■ WHAT YOU WILL DO ■
Reproduce the lines below word for word, omitting the pictures.

■ ENTRIES SUPPLIED ■

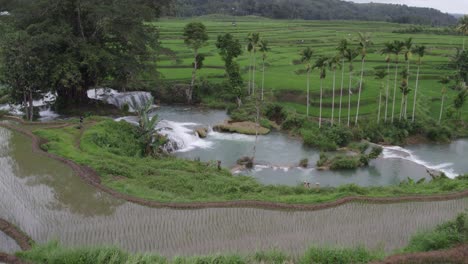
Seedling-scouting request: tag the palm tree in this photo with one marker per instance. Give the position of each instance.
(364, 44)
(380, 75)
(321, 64)
(397, 49)
(350, 55)
(342, 48)
(388, 51)
(253, 40)
(334, 63)
(408, 53)
(420, 51)
(444, 81)
(264, 49)
(463, 27)
(405, 90)
(306, 58)
(460, 101)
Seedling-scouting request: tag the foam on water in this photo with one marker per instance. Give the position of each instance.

■ FULL OUTPUT ■
Seedling-scouting request: tag the palm tree in this photo with one marker per instance. Give the position of each instance.
(364, 44)
(380, 75)
(321, 64)
(397, 49)
(350, 55)
(342, 48)
(388, 51)
(253, 40)
(334, 63)
(408, 53)
(420, 51)
(444, 81)
(264, 49)
(463, 27)
(405, 90)
(306, 58)
(460, 101)
Seedling-scouting request: tag the foam on water in this photo with one marker per instance. Give the position of each instance.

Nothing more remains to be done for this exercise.